• Selected passage
========================

Flooding, Cholera, and Environmental Impacts of War

Sudan’s war is destroying lives not only through bombs and bullets, but also through the collapse of health and environmental systems. Heavy rains and seasonal floods have torn through Darfur, washing away homes and roads and leaving whole communities cut off from lifesaving aid. Floodwater has fueled the spread of cholera, with over 5,200 suspected cases and more than 250 deaths reported this week.  While vaccination campaigns have begun, insecurity and blocked roads mean aid workers cannot reach those most at risk, leaving thousands exposed to preventable death.

At the same time, Sudan’s cities are drowning in uncollected garbage. With local authorities unable to function due to war and municipal services having collapsed, waste has piled up in neighborhoods and markets. This rotting garbage contaminates scarce water supplies already damaged by flooding. These overlapping crises of war, floods, epidemics, and environmental collapse show how civilians are being attacked on every front. Their survival is threatened not only by violence but also by hunger, disease, and deliberate neglect that denies them the most basic means to live.

========================

• Provided records
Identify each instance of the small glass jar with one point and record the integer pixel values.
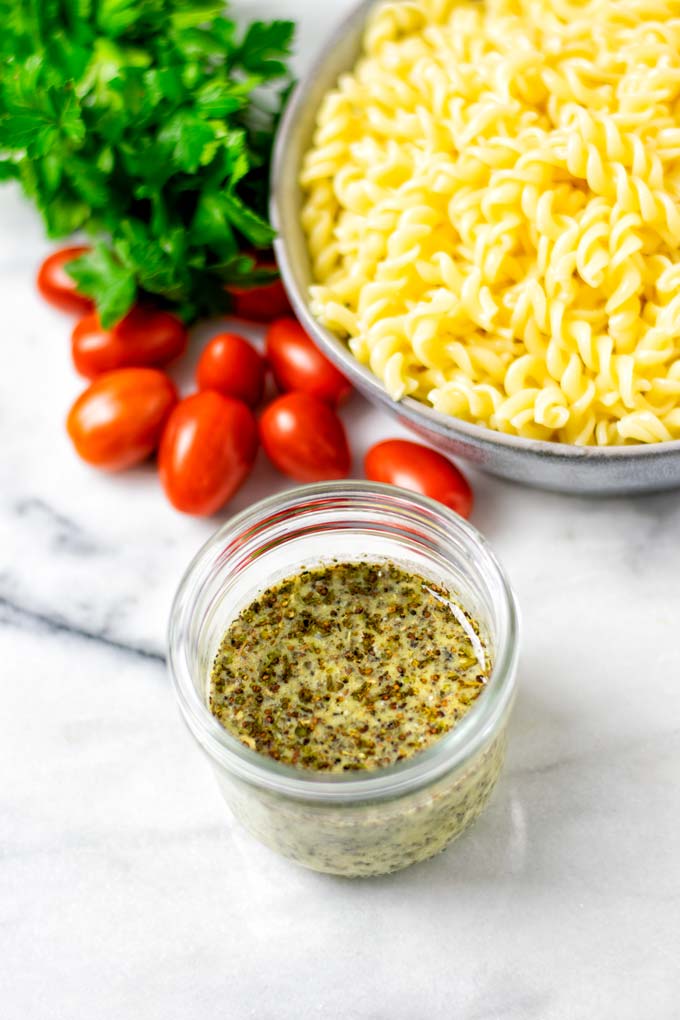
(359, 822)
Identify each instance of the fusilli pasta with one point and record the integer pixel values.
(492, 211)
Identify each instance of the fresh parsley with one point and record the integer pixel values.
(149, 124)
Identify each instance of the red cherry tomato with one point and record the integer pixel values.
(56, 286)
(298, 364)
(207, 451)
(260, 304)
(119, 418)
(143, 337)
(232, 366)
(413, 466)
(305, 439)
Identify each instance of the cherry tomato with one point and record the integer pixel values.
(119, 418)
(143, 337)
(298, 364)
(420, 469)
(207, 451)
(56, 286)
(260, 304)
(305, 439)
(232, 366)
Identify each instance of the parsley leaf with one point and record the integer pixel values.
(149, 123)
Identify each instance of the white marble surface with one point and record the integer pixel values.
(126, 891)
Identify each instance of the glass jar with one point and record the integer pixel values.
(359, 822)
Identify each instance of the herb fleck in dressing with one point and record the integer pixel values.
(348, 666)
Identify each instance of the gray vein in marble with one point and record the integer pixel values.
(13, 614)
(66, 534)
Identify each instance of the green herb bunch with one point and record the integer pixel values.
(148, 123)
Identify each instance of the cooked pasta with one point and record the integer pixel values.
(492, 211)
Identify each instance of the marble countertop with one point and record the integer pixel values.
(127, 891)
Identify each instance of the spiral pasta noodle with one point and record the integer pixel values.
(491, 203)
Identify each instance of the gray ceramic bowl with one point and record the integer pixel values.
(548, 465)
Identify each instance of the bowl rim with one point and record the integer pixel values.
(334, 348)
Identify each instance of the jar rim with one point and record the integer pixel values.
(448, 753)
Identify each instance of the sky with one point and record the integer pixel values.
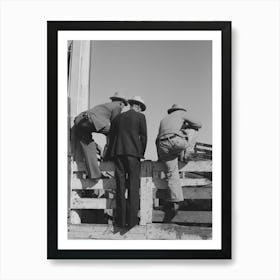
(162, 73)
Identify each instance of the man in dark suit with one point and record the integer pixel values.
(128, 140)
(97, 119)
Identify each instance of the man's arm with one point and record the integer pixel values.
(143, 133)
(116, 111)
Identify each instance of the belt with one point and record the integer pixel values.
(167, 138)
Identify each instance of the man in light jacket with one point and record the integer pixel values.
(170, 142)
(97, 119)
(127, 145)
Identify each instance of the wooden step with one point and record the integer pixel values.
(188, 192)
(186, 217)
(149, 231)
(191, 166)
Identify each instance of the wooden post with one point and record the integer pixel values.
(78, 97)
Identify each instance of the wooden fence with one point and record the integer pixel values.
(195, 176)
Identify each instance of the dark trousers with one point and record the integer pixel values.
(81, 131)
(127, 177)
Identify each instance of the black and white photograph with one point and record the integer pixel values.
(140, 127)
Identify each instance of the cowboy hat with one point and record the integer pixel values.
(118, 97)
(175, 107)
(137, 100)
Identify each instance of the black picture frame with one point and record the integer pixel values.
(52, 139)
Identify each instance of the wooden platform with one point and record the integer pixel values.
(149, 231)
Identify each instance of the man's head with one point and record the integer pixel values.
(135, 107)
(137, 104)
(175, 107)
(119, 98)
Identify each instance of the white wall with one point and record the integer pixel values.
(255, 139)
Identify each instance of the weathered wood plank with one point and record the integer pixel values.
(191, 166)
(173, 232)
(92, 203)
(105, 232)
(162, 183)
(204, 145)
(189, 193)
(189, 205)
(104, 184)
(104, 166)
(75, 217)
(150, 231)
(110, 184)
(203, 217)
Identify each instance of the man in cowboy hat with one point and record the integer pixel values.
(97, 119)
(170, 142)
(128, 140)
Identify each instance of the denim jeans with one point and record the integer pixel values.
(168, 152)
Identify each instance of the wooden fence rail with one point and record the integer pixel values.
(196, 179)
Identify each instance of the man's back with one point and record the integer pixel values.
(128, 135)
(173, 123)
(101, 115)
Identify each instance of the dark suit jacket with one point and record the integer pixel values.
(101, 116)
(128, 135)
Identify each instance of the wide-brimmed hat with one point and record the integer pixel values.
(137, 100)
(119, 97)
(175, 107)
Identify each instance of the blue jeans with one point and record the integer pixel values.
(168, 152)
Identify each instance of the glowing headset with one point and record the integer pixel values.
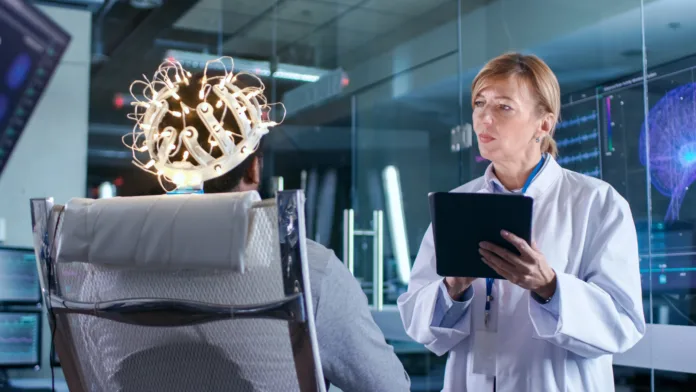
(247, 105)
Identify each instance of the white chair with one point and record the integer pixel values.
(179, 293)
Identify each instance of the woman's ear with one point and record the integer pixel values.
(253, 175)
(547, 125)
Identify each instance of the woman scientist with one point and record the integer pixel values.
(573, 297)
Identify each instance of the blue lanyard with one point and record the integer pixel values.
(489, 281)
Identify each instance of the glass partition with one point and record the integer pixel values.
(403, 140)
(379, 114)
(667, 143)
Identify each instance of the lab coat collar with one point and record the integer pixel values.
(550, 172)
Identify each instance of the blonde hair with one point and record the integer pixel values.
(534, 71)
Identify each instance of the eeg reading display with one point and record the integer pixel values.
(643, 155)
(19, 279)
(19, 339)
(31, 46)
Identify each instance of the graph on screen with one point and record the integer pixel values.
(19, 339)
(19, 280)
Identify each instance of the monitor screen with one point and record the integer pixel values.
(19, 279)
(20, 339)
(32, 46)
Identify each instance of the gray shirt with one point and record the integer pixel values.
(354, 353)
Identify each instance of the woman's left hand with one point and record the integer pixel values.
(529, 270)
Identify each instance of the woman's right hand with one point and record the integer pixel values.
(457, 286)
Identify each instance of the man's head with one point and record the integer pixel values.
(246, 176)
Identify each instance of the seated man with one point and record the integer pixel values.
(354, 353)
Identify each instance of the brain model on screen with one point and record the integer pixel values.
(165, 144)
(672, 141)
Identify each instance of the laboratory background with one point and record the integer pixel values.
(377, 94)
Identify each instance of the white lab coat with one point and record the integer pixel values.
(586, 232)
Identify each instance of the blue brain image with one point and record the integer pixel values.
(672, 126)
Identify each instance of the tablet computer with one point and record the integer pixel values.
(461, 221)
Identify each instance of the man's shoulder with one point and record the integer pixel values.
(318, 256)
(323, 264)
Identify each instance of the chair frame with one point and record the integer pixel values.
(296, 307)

========================

• Work to be completed
Copy out the passage above on flooding, cholera, and the environmental toll of Sudan's war, word for word and in full.

• Solution to the problem
Flooding, Cholera, and Environmental Impacts of War

Sudan’s war is destroying lives not only through bombs and bullets, but also through the collapse of health and environmental systems. Heavy rains and seasonal floods have torn through Darfur, washing away homes and roads and leaving whole communities cut off from lifesaving aid. Floodwater has fueled the spread of cholera, with over 5,200 suspected cases and more than 250 deaths reported this week.  While vaccination campaigns have begun, insecurity and blocked roads mean aid workers cannot reach those most at risk, leaving thousands exposed to preventable death.

At the same time, Sudan’s cities are drowning in uncollected garbage. With local authorities unable to function due to war and municipal services having collapsed, waste has piled up in neighborhoods and markets. This rotting garbage contaminates scarce water supplies already damaged by flooding. These overlapping crises of war, floods, epidemics, and environmental collapse show how civilians are being attacked on every front. Their survival is threatened not only by violence but also by hunger, disease, and deliberate neglect that denies them the most basic means to live.